--- start ---
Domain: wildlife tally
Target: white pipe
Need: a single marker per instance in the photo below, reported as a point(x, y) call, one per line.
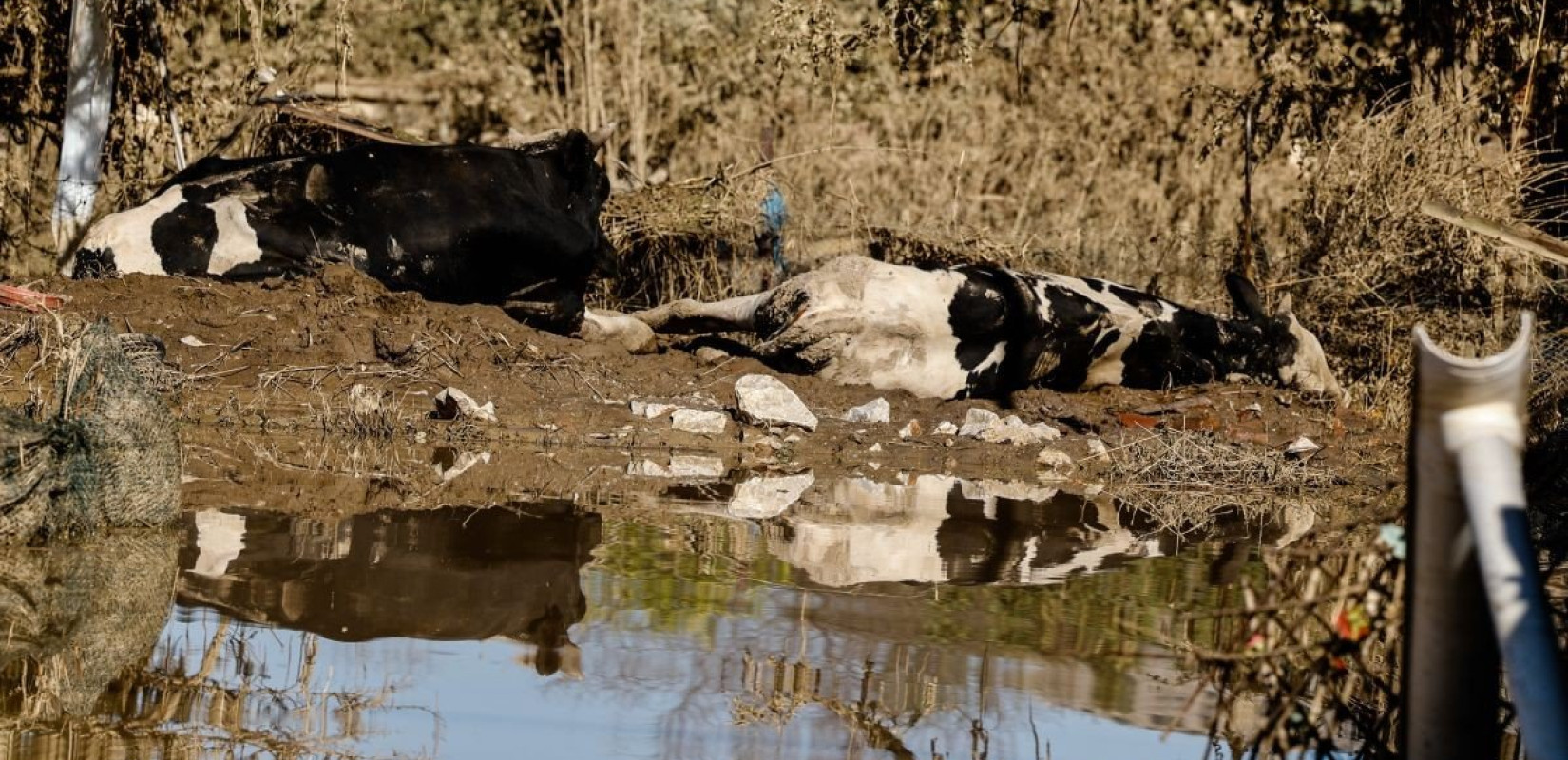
point(89, 91)
point(1479, 407)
--- end ---
**Exercise prompt**. Lay out every line of the records above as a Markdown table with the columns "Line" and "Record text," giving each line its row number and skipping blank lines. Omit the pictures from the table.

**Answer in full**.
| Line | Record text |
|---|---|
| 1 | Domain: wildlife tally |
| 2 | Target: white pipe |
| 3 | Need: a single marker per instance in the photo below, reported as a point(x, y) call, one per line. |
| 4 | point(89, 91) |
| 5 | point(1479, 407) |